• [Source data]

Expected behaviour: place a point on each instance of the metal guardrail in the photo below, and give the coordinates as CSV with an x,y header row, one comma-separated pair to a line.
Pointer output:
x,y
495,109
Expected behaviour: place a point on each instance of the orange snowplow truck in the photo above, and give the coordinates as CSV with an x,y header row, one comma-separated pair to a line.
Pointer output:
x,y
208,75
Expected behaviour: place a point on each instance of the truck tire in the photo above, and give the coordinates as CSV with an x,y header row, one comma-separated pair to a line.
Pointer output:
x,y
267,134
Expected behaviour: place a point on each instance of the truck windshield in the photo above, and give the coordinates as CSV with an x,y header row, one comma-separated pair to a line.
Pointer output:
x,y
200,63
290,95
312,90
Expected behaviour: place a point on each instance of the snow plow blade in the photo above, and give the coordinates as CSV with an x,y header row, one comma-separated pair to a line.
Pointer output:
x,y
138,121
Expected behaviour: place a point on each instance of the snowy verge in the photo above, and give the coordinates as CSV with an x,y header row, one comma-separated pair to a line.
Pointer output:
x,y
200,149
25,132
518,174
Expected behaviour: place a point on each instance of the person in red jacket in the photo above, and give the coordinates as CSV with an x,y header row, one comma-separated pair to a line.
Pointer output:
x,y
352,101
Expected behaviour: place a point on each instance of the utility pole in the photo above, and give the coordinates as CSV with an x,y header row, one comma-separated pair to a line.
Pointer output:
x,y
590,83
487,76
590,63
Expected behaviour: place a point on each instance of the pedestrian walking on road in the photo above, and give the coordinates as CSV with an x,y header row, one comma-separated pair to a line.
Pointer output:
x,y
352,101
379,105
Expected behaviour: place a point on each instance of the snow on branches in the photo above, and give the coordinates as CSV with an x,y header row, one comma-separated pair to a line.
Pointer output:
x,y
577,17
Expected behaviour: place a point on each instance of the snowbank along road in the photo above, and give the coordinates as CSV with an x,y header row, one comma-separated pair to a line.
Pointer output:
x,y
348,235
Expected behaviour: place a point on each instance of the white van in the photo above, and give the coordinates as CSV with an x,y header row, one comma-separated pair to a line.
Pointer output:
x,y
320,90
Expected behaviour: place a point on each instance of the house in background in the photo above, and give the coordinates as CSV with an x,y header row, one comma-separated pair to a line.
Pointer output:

• [What to produce]
Express each line of the data above as a JSON list of strings, one string per line, leaving out any blank lines.

• [Response]
[
  "Expected behaviour: place a point on each instance of the metal guardrail in the photo below, and give the coordinates as CSV with an x,y header row, one comma-separated pair to a line.",
  "Pointer output:",
  "x,y",
  "495,109",
  "Expected behaviour: place a point on each instance of the orange snowplow truck in the photo above, and give the coordinates as CSV with an x,y header row, one comma-separated pair to a line.",
  "Pointer output:",
  "x,y",
  "208,75",
  "Expected behaviour: place a point on each instance of the truck tire in the photo above, and give the coordinates as CSV with an x,y header row, one comma-separated pair to a line.",
  "Pointer output:",
  "x,y",
  "267,134",
  "Expected behaviour: place a point on each instance of the truck windshield in the photo above, and give the coordinates as CSV with an x,y header row, one comma-separated pair to a line.",
  "Pointer output:",
  "x,y",
  "200,63",
  "290,95",
  "312,90",
  "Expected behaviour: place a point on each instance of the snow plow blade in the photo above, and give the coordinates as CSV with an x,y header row, one comma-separated pair to a line.",
  "Pointer output:",
  "x,y",
  "138,121",
  "Expected behaviour: place a point on each instance of the snowy verge in the photo above, and give the coordinates as CSV with an x,y header row, one comma-separated pair to a line.",
  "Pointer output:",
  "x,y",
  "200,149",
  "25,132",
  "518,174",
  "Expected behaviour: place a point on each instance of the person in red jacket in the photo above, and give the coordinates as CSV with an x,y header row, one comma-separated pair to a line.",
  "Pointer output:",
  "x,y",
  "352,101",
  "Expected behaviour: place a point on each instance of the utility pole in the photo above, and give the coordinates as CSV with an x,y header row, one comma-separated pair to a line.",
  "Pointer output:",
  "x,y",
  "590,83",
  "487,76",
  "590,63",
  "Expected behaviour: place a point on each instance of the pedestrian walking on road in the photo above, and give the coordinates as CSV with an x,y header row, one comma-separated pair to a line.",
  "Pointer output:",
  "x,y",
  "352,101",
  "379,105",
  "Expected behaviour: place a point on each instance of the snow on branches in the photo above, and give the coordinates as CSV with an x,y header row, one comma-separated pair to a line.",
  "Pointer output:",
  "x,y",
  "577,17",
  "Expected behaviour: place a point on each instance of the snowbank along road in the photo above, and give the coordinates as CSV with an x,y header row, one comma-separated pair to a line.",
  "Pointer output:",
  "x,y",
  "348,235",
  "Expected behaviour: place a point on each instance of the white van in the photo above, and give the coordinates as CSV with an x,y header row, one comma-separated pair to a line.",
  "Pointer output:",
  "x,y",
  "320,90",
  "Expected behaviour: place a point on each instance of the house in background in the photo above, and give the coordinates as CSV with an x,y header row, one comma-separated pair to a line.",
  "Pointer output:"
]